> _Work required_:
List every line in the entries below that contains the word "jersey", copying each such line in full.

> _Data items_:
========

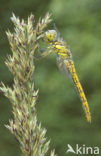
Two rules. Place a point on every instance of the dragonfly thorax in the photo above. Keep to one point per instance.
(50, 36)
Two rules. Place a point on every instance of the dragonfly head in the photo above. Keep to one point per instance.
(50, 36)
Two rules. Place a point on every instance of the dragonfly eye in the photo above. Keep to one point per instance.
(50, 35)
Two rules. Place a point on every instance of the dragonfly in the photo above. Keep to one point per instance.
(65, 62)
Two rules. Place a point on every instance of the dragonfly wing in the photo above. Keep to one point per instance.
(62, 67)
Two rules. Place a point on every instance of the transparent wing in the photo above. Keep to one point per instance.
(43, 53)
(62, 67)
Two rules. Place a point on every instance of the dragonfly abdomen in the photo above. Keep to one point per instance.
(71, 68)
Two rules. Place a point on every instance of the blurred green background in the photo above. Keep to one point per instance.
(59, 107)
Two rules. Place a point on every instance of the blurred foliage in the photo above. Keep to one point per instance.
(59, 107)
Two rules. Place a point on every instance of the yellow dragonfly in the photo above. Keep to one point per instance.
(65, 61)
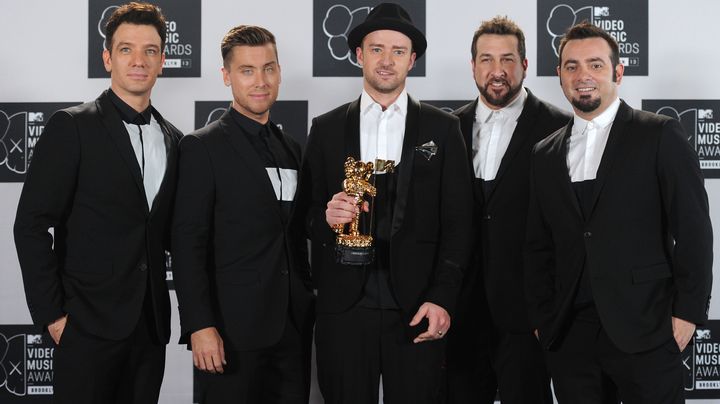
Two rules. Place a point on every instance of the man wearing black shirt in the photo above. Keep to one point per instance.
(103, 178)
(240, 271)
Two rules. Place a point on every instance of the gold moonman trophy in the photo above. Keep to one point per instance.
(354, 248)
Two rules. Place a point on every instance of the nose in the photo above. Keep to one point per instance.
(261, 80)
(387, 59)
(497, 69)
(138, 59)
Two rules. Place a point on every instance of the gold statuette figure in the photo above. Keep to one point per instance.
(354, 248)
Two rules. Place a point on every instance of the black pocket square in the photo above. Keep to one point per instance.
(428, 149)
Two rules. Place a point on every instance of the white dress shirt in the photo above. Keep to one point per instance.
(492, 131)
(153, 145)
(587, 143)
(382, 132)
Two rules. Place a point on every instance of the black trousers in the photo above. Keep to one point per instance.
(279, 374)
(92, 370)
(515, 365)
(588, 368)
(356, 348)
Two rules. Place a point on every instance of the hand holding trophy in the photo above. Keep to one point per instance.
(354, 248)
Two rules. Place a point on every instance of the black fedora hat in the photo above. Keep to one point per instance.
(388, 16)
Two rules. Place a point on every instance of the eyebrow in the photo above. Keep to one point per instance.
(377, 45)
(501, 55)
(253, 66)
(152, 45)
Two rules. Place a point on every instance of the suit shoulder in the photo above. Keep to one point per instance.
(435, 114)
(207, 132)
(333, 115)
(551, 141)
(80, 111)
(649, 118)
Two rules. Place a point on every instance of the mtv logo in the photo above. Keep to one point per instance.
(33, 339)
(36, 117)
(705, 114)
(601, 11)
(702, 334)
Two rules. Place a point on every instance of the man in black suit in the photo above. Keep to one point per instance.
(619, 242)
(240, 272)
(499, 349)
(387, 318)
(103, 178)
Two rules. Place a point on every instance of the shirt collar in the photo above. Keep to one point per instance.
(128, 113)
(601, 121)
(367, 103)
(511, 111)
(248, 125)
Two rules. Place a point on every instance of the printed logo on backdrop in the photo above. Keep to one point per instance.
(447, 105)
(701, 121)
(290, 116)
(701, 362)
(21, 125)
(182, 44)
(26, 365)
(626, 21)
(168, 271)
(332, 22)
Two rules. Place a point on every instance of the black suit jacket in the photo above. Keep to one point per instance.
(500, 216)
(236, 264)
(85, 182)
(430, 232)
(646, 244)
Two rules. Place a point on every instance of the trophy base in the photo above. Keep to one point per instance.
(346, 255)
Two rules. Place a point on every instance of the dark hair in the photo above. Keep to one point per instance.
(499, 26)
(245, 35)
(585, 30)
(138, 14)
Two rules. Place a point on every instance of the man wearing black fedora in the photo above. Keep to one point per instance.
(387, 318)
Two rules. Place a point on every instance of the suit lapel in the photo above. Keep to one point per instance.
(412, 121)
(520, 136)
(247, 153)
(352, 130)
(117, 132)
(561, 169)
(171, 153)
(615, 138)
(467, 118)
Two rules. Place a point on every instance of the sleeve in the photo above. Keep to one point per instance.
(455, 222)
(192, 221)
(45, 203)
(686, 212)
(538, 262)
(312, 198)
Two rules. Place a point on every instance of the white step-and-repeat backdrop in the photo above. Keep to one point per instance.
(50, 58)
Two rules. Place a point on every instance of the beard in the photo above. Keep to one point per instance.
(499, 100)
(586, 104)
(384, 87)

========

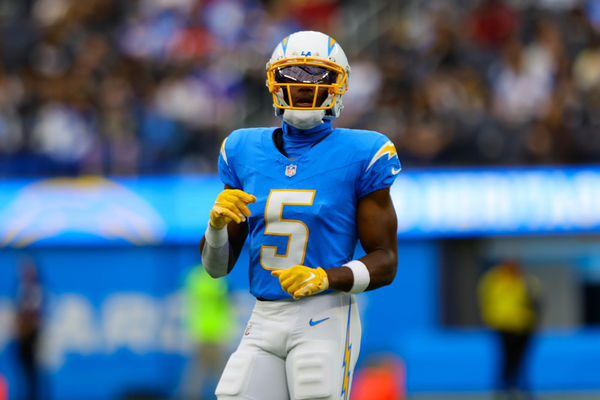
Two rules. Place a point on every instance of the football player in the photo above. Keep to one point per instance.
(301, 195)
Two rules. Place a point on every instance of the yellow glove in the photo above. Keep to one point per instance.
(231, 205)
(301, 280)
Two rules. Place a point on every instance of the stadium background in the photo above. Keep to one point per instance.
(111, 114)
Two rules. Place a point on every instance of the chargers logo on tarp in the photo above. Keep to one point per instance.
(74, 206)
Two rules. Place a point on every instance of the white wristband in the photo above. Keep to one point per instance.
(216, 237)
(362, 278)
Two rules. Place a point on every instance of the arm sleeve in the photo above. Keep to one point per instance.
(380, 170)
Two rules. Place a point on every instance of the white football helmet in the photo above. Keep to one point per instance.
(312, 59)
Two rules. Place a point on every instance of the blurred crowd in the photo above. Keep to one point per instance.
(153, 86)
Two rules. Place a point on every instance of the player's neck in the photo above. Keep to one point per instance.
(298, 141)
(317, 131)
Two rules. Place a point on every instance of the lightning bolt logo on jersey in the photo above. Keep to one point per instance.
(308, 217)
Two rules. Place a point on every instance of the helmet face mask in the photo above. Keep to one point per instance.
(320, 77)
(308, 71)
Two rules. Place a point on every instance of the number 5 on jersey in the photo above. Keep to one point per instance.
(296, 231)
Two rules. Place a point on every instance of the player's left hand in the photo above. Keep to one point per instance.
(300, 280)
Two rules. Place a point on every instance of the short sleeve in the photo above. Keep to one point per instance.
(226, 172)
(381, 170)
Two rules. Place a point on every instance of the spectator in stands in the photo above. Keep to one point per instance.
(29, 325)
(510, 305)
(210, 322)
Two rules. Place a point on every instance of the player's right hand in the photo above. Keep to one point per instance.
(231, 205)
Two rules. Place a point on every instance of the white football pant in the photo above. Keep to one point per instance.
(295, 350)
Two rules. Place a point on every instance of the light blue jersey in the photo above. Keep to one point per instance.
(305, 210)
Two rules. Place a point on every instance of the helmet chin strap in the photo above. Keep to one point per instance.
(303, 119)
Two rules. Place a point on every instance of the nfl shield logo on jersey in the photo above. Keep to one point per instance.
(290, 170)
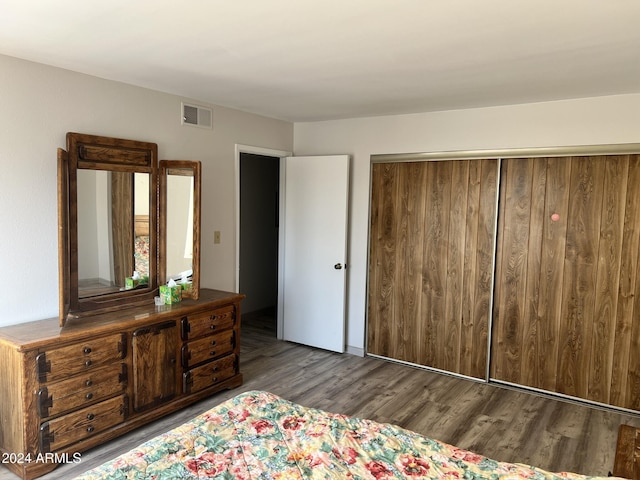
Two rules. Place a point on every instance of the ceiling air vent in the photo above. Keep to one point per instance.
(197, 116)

========

> _Completed exercise_:
Two rules. Place a point on every instance of the lightning bolt logo on jersey in the photo above. Keep to one point per instance.
Two rules. Place a point on every instance of the number 5 on jersey in the photo above. Keep to one point per instance.
Two rules. Place a point on every instance of the light blue jersey in the photo above. Keep to one point per instance.
Two rules. Place a point on every instance of the nfl shield logo on jersey in the photo above. Keep to one point per instance.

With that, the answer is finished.